_Texte proposé_
Mathilde Perallat
Jeune compagnie montréalaise créée en 2012 par Emmanuelle Lê Phan, canadienne et Elon Höglund, suédois, Tentacle Tribe présente sa nouvelle création dans le cadre de Danse Danse à la Place des Arts.
Issus des mouvements artistiques urbains, enfants du hip-hop, les deux danseurs ont souhaité, pour leur troisième création, collaborer avec un street artist. L’élu, Gene Pendon, a à son actif la réalisation de plusieurs murales à Montréal. Il créé tout l’univers scénographique de la pièce grâce à des projections avec lesquelles les danseurs interagissent tout au long du spectacle. Gestuelle et stop motion projetée interrogent la notion de fractales, notion à la base de l’inspiration du spectacle. La fractale est un principe géométrique qui renvoie à la répétition d’un élément dans plusieurs dimensions. Aussi la question à l’origine de cette création pourrait-elle être : ‘’combien d’images, combien de mouvements, combien de sons, identiques mais sans cesse en mouvement, composent notre univers ?’’
Hybridation de danse hip-hop, capoeira, arts martiaux et danse contemporaine, la recherche chorégraphique de Tentacle Tribe est basée sur la quête d’un flot, d’un mouvement continu et organique du corps dans l’espace. Pour ne pas dire dans la vie. La fluidité du mouvement fait parfois place à des mouvements plus saccadés, plus fragmentés. Il y a de la résistance dans le laisser-aller. Il y a des moments où on se laisse porter par les mouvements ininterrompus, comme bercés par une vague vers un état méditatif. Les scènes de duo sont particulièrement réussies grâce à un réel mélange des genres produisant des formes inhabituelles de danse. Un rideau mi-opaque servant d’écran de projection sépare la scène longitudinalement et permet une division de l’espace chorégraphique et une sorte de mise en abîme du propos dansé.

_Consignes_
**a.** Indiquez si chacun des énoncés suivants s'accorde avec le texte sur Tentacle Tribe, en citant les mots du texte qui tranchent : (i) La compagnie a été créée en 2012. (ii) Le spectacle est la deuxième création des deux danseurs. (iii) Emmanuelle Lê Phan est suédoise.
**b.** Répondez brièvement à ces questions sur le texte sur Tentacle Tribe :
(i) Dans quel cadre la compagnie présente-t-elle sa nouvelle création ?
(ii) Quelle notion est à la base de l'inspiration du spectacle ?
(iii) Quelles formes de danse et disciplines la recherche chorégraphique de la compagnie mélange-t-elle ?
**c.** Rédigez la suite du texte sur Tentacle Tribe à partir de sa dernière phrase.

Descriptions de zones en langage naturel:
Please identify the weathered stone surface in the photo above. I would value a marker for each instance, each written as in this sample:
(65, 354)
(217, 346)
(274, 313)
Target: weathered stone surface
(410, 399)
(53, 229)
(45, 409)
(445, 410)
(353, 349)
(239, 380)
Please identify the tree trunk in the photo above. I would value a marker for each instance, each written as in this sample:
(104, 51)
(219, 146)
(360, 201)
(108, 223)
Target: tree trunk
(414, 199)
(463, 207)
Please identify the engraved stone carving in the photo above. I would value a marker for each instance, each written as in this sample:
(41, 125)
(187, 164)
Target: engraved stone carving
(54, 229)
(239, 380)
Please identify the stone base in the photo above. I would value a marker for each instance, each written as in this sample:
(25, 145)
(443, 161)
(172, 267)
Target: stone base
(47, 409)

_Corrigé_
**a.**
(i) Oui : « créée en 2012 ».
(ii) Non : « pour leur troisième création ».
(iii) Non : « Emmanuelle Lê Phan, canadienne ».

**b.**
(i) Dans le cadre de Danse Danse, à la Place des Arts.
(ii) La notion de fractales.
(iii) La danse hip-hop, la capoeira, les arts martiaux et la danse contemporaine.

**c.**
Il apparaît de la pièce quelque chose d’évident à faire se rencontrer les différentes cultures urbaines sur le plateau. Certains passages de projection sur les corps ou encore l’utilisation du rideau séparateur sont des exemples réussis où scénographie et chorégraphie fusionnent pour créer un moment artistique réellement percutant. Dans d’autres cas pourtant la magie n’opère pas et le dispositif paraît quelque peu artificiel. Si la technologie permet aujourd’hui de faire beaucoup de choses innovantes et passionnantes, il est facile de l’utiliser à tout va. On aurait aimé un peu plus de discrétion dans l’utilisation de l’image projetée. La danse des images hypnotiques derrière les interprètes à tendance à nous faire sortir de l’espace intime et poétique où la gestuelle des danseurs nous avait mené. C’est dommage. C’est donc un pari partiellement réussi que ce jeu d’imbrication. On pense à Mourad Merzouki, de toute évidence une grande influence, qui avait su, dans Pixels, faire dialoguer les médias. Un peu plus de précision dans l’intention artistique et du propos aurait certainement servi la pièce. Un besoin de maturité, certainement. Une nouvelle et jeune compagnie qui fera néanmoins entendre parler d’elle à l’avenir.